Democracy, as we have learned elsewhere, is not only about the freedom to vote. It is about the freedom to choose among candidates who emerge through transparent, competitive processes that reflect the will of the people. And until we come to terms with that reality, our elections will remain elaborate rituals that change very little. We will continue to marvel at the efficiency of our electoral process while wondering why the quality of leadership remains abysmal. The answer, uncomfortable as it may be, is that we are already complicit in the fraud, validating at the polls what was imposed in the primaries.
What is needed is a fundamental rethinking of how we regulate political parties. There must be enforceable standards for the conduct of primaries. And citizens, particularly party members, must be empowered to challenge impositions without fear of victimization. Until our political parties internalize this truth, we will remain trapped in a cycle where the promise of democracy is perpetually deferred.

*DATASET CONTENT*
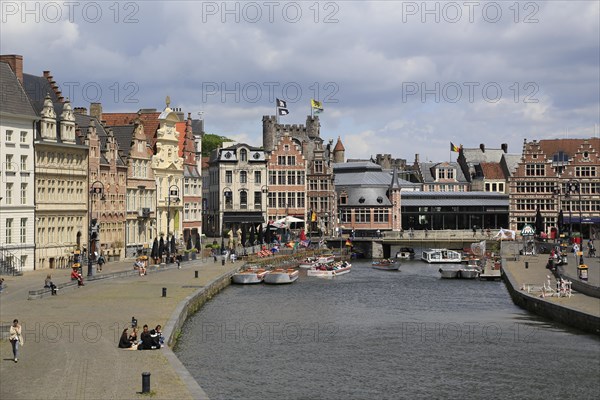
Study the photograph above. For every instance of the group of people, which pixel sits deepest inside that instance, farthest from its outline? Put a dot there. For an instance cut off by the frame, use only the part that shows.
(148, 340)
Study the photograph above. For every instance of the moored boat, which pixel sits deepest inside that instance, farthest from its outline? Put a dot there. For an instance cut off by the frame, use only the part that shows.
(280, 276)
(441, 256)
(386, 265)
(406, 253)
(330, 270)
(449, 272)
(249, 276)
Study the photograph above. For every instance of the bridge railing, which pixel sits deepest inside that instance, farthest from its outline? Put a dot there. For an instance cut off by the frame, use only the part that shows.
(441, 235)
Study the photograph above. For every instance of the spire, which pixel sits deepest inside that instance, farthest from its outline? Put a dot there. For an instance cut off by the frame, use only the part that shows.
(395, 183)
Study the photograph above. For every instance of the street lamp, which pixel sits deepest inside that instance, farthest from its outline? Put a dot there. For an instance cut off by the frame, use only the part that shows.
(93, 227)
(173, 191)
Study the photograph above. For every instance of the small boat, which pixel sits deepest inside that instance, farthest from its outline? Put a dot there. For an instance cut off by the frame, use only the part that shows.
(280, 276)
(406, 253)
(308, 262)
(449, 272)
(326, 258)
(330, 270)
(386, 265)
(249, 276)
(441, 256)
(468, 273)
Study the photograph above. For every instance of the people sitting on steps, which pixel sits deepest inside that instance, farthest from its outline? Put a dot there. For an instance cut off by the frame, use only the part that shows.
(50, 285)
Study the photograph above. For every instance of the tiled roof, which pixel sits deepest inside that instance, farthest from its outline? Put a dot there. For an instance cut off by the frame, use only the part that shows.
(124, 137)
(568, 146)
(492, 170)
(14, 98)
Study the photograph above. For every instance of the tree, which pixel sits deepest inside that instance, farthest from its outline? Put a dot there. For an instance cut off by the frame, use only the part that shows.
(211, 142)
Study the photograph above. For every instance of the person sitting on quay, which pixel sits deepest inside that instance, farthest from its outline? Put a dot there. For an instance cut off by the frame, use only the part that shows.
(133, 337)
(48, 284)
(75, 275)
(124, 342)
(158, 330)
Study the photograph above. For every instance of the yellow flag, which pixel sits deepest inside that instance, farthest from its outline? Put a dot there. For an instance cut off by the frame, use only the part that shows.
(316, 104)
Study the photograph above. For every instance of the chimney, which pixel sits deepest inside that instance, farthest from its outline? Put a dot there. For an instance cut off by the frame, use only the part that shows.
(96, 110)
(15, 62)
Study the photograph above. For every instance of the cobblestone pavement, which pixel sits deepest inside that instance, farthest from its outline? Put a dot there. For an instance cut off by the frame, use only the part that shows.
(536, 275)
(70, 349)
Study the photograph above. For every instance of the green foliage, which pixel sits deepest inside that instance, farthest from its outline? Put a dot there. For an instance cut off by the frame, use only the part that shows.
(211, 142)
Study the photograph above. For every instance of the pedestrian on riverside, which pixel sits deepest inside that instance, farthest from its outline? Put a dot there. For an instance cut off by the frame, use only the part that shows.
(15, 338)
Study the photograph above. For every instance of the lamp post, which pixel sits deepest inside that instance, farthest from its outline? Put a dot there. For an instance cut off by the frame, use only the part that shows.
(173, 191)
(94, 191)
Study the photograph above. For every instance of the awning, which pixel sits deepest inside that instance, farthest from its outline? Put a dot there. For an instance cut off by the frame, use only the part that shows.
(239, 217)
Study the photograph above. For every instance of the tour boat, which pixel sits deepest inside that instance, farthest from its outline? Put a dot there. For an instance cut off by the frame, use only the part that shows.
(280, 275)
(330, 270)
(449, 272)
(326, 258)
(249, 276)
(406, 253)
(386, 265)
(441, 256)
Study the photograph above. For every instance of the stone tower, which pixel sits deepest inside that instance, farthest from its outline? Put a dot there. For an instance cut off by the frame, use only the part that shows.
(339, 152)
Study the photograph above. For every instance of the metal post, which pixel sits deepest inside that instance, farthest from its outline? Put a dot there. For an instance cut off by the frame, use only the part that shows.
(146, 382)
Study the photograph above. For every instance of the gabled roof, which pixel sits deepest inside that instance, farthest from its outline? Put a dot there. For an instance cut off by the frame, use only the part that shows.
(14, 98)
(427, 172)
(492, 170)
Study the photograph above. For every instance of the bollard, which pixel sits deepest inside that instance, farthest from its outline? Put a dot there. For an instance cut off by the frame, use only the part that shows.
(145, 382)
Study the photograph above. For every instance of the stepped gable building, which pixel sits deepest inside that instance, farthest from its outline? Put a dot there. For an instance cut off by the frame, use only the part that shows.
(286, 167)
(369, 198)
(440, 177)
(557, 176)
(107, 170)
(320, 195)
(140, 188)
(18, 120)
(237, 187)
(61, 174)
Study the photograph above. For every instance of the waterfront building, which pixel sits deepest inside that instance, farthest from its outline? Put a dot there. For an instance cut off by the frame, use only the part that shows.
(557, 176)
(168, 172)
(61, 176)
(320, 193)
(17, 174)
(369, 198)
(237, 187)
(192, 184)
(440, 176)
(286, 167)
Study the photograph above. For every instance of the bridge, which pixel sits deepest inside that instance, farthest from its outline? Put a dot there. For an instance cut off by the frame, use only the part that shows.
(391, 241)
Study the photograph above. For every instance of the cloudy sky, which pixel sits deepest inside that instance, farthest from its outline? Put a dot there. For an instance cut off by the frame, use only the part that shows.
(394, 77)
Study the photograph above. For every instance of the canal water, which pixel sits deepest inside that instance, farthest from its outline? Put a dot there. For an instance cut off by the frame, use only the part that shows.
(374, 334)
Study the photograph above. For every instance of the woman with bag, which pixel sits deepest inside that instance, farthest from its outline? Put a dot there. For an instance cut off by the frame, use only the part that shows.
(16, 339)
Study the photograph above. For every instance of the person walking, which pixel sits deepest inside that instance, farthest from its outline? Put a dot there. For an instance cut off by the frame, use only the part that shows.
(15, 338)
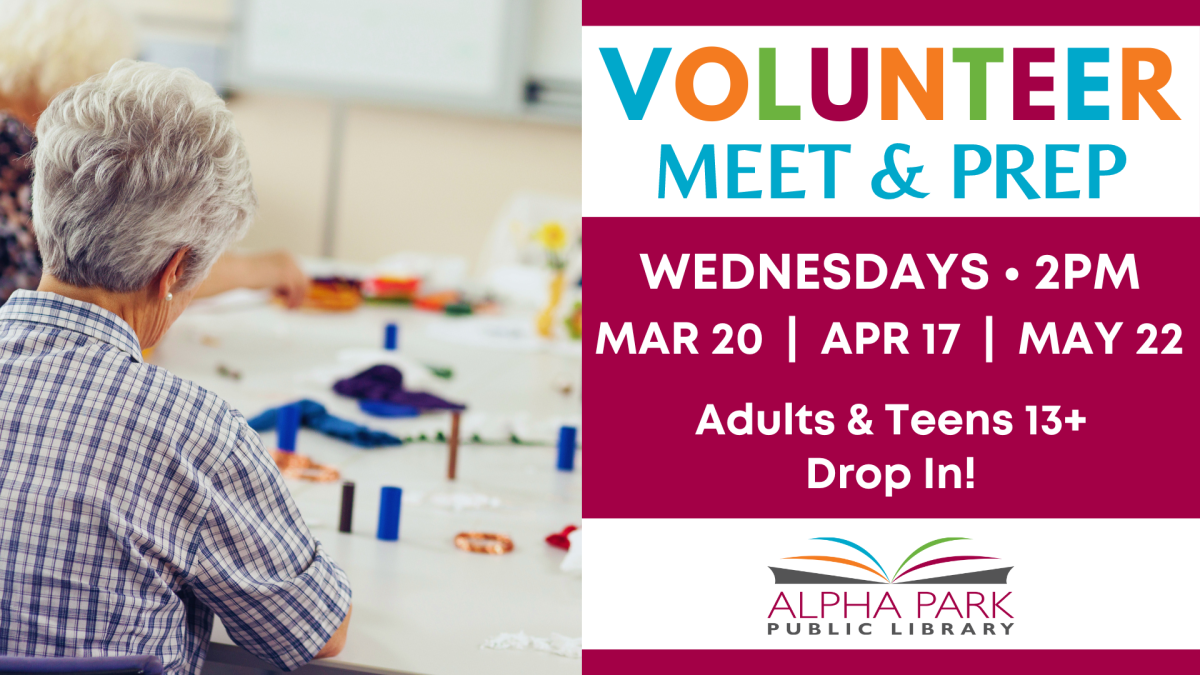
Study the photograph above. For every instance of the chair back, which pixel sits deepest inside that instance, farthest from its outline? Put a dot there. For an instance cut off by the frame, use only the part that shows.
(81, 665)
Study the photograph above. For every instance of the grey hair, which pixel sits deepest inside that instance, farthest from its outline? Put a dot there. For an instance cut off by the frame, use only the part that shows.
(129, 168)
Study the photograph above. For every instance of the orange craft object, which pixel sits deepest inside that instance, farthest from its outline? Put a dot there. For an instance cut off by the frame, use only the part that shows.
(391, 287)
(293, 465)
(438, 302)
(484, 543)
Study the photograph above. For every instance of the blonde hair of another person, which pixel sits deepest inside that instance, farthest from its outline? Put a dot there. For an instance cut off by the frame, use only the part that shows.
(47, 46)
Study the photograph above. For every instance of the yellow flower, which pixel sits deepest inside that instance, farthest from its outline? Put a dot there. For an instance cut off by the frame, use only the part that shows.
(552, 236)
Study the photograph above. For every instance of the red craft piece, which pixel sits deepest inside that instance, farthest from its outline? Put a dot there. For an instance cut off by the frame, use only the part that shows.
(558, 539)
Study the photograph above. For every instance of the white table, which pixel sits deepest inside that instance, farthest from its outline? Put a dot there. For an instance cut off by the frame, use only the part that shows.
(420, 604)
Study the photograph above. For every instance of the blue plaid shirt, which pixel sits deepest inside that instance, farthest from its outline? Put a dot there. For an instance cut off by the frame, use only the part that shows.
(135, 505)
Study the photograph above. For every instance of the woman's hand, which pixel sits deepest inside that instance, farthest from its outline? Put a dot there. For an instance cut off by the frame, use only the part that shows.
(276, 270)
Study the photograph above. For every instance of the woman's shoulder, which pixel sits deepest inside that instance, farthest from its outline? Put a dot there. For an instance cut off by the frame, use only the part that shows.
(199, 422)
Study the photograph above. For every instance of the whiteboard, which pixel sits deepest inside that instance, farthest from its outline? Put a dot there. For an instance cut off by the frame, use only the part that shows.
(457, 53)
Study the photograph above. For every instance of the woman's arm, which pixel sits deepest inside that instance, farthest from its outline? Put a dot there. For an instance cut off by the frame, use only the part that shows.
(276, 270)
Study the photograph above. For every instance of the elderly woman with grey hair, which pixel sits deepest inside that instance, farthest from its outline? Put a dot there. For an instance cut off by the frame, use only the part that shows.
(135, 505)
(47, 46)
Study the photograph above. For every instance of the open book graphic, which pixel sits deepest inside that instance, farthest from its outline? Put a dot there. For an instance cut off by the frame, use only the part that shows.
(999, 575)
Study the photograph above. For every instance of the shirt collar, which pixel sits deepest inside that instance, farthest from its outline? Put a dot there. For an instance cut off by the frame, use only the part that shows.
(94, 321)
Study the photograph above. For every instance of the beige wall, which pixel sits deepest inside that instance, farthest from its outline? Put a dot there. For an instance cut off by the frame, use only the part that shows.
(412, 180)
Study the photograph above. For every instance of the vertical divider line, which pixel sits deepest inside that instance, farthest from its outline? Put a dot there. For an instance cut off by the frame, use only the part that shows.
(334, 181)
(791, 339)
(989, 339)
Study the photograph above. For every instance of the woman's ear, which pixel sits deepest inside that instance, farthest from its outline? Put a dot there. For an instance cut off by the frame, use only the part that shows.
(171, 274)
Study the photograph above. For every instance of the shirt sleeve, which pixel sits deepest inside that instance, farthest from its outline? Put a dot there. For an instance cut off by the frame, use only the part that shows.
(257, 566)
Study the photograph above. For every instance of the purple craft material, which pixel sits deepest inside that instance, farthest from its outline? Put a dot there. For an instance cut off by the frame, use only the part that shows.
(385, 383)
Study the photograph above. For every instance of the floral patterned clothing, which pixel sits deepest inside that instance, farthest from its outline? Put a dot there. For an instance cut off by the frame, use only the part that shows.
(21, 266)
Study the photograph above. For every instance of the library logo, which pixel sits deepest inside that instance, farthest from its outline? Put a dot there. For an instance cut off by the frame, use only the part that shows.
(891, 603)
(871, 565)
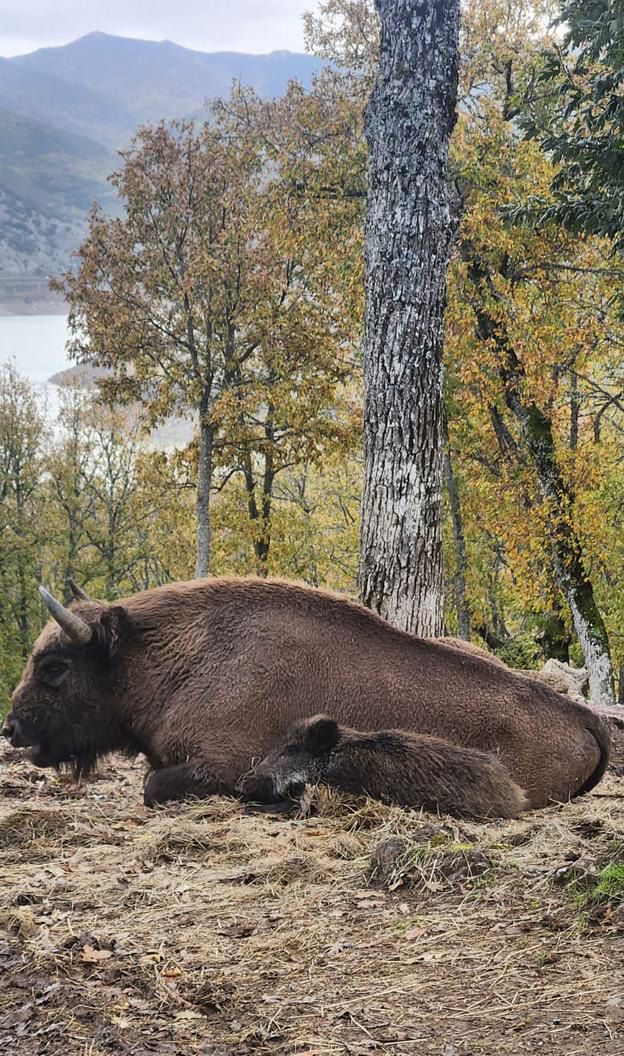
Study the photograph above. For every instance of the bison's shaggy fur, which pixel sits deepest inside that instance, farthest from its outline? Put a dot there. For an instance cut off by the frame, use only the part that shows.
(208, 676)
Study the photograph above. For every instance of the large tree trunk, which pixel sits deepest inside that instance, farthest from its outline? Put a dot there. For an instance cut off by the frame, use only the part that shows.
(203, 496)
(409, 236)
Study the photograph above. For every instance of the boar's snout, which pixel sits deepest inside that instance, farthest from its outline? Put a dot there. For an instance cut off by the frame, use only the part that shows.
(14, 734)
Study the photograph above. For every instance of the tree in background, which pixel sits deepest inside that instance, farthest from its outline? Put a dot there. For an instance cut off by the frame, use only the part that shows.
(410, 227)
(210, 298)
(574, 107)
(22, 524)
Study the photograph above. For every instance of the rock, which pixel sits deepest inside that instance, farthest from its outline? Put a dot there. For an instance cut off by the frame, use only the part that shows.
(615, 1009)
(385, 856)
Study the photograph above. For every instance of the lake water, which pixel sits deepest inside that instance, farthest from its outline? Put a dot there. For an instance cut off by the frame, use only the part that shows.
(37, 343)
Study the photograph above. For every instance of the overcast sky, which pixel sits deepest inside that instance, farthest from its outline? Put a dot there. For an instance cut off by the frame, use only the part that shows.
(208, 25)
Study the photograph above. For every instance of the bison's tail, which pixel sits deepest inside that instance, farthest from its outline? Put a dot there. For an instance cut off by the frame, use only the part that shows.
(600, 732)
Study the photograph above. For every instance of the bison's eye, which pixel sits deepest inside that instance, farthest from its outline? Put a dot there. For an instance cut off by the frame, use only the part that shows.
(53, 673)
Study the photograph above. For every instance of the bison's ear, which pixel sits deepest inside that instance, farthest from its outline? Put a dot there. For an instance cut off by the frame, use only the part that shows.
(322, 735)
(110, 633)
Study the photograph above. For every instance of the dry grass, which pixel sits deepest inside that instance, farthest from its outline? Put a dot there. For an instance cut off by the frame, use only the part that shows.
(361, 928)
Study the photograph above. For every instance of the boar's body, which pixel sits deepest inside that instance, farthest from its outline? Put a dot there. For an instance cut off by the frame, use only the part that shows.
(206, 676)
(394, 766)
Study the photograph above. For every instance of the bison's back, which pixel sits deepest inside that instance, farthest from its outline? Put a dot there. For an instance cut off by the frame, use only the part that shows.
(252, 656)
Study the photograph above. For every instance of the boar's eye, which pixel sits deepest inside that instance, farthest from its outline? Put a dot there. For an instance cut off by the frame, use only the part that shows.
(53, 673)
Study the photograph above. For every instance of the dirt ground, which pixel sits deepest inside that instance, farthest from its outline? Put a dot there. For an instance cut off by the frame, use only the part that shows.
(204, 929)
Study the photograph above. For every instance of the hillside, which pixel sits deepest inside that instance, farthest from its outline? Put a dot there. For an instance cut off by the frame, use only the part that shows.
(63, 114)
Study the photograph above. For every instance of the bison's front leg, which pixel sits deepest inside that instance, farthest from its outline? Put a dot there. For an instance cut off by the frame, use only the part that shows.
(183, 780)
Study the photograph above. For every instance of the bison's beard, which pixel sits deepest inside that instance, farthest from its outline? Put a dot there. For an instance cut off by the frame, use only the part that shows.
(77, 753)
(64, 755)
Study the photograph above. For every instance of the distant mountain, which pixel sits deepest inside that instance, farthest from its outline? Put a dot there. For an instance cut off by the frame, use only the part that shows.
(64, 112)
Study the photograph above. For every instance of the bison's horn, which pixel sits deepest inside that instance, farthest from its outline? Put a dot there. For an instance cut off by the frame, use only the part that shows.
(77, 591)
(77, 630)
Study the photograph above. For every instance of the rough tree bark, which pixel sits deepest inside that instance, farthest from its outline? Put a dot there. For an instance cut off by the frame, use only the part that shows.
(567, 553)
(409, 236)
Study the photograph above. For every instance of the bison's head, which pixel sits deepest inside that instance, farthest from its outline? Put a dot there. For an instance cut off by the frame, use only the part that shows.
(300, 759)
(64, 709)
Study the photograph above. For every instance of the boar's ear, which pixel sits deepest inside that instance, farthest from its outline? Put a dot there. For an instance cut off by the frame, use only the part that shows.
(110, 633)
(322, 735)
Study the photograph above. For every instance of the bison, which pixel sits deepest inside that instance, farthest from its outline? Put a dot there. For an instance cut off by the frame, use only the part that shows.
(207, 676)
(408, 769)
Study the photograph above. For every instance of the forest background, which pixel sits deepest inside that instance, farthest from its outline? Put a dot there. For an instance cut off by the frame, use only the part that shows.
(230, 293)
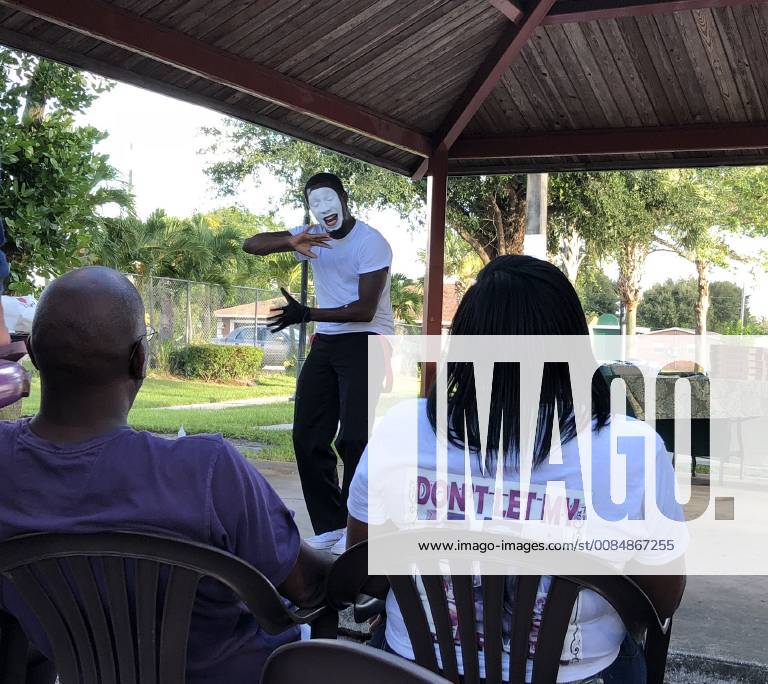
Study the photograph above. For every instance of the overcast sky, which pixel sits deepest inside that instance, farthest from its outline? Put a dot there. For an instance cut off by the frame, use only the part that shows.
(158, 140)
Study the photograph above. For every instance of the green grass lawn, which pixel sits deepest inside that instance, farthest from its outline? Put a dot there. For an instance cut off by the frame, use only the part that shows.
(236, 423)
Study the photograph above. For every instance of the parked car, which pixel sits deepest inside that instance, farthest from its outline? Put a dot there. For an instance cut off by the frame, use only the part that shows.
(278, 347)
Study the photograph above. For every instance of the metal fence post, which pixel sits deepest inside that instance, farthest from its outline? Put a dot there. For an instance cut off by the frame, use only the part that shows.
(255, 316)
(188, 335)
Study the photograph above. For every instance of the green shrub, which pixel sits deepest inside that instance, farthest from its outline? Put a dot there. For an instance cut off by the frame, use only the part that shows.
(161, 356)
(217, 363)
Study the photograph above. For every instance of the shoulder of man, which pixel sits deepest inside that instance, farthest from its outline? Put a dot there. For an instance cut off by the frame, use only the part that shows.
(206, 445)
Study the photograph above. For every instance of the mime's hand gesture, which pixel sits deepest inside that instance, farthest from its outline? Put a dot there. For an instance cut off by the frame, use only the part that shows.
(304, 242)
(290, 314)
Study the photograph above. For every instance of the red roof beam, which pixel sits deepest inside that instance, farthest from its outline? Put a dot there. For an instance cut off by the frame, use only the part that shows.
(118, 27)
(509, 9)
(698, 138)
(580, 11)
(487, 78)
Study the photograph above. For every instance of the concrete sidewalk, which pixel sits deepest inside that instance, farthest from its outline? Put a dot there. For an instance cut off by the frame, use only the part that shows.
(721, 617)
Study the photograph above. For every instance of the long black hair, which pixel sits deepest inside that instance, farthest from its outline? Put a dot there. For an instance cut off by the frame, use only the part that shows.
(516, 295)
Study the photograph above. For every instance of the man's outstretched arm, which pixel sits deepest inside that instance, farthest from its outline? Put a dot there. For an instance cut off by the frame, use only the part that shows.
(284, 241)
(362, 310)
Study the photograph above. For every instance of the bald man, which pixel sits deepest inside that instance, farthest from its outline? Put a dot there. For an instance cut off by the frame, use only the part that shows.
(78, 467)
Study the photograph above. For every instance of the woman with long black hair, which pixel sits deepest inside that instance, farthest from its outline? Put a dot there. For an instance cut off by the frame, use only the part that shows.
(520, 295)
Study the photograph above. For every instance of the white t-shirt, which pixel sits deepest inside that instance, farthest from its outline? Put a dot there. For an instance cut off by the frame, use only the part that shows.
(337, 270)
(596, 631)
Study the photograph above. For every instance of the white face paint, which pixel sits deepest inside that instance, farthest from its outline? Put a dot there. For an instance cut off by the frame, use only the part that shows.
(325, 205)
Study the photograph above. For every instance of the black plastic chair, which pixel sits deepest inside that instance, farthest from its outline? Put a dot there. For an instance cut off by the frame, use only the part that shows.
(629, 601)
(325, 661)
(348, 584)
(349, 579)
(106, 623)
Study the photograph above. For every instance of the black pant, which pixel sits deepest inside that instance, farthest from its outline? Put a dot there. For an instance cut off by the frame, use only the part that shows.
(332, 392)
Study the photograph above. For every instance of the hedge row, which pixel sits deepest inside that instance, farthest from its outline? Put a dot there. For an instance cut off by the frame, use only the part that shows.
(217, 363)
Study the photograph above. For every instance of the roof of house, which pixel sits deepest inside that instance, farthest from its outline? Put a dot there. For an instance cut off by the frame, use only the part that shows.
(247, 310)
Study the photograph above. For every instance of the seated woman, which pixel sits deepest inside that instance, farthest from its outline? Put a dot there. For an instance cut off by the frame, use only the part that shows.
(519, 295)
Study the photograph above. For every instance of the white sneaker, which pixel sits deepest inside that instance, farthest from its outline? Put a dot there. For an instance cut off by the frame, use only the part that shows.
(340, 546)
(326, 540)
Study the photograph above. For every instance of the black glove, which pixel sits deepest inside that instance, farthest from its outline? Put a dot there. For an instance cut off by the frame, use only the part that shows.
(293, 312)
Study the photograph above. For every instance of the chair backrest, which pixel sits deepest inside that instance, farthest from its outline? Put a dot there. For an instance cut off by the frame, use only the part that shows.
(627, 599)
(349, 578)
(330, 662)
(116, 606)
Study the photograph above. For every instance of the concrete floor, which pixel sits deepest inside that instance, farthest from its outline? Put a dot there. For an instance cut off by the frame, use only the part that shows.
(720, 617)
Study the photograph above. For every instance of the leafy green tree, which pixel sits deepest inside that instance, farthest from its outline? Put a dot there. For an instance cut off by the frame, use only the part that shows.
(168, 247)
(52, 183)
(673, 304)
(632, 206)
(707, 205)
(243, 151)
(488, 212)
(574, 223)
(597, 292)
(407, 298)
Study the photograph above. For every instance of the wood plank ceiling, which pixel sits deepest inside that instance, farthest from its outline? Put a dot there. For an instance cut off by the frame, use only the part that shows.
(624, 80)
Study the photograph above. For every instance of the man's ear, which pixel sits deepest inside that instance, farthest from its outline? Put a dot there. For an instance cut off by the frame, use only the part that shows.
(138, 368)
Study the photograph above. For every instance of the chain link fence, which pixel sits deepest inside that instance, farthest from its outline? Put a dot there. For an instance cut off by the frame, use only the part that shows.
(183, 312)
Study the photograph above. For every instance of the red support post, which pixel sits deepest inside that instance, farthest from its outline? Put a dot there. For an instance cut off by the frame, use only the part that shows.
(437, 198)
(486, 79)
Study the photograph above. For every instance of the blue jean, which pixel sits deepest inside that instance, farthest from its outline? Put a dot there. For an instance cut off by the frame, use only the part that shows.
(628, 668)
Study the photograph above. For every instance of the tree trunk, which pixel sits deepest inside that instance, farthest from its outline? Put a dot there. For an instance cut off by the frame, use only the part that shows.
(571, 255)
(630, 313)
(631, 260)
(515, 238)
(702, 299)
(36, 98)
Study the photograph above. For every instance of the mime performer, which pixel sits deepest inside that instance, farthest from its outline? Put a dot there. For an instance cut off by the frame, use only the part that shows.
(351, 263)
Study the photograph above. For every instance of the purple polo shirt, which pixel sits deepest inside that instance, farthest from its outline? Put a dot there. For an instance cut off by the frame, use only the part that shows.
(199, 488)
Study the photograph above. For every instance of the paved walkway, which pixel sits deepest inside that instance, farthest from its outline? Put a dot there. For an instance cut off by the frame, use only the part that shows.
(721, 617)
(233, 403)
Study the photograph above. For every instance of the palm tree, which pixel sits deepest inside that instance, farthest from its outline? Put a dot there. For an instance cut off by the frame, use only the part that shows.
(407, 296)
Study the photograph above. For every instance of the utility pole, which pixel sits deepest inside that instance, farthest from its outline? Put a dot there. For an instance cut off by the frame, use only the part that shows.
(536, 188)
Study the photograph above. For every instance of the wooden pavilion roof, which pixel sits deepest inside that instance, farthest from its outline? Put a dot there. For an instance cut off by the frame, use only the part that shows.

*TASK GOAL*
Pick up the commentary on party primaries and democracy above, not the listing, and continue it from its last sentence.

*EXERCISE ANSWER*
El-Rufai and the Rule of Law
The only ‘defence’ you hear from officials of the current administration when you broach the issue of how critical state institutions and the courts are being weaponised to hold former Kaduna State Governor, Nasir el-Rufai perpetually in jail is whataboutery: ‘Did he not do the same to others?’ While one should not condone whatever el-Rufai may have done to others in the past—and he has a sordid record on that score with the El-Zakzaky saga a prime example—when those who superintend the temple of justice become tools for an individual to be recycled across courts by prosecutors who evidently just want to keep that person in custody, we are on a slippery slope as a nation.
At face value, El-Rufai has been granted bail in the sum of N100 million. But before he can perfect the bail, he must obtain a surety who resides in either the Maitama or Asokoro districts of Abuja who in turn must deposit the original Certificate of Occupancy of a landed property at the court registry. The surety must be a federal civil servant not below Grade Level 17 and must provide evidence of salary payments for at least three months, authenticated by a letter from the manager of a bank within the jurisdiction of the court. The court further ordered the surety to be deposed to an affidavit of means, enter into a bail bond, and submit a recent passport photograph to the court registry. The court also directed that a verification letter from the surety’s immediate department be submitted, alongside a tax clearance certificate covering the last six months. El-Rufai must also submit a letter of attestation from the Chairman of the Kaduna State Traditional Council.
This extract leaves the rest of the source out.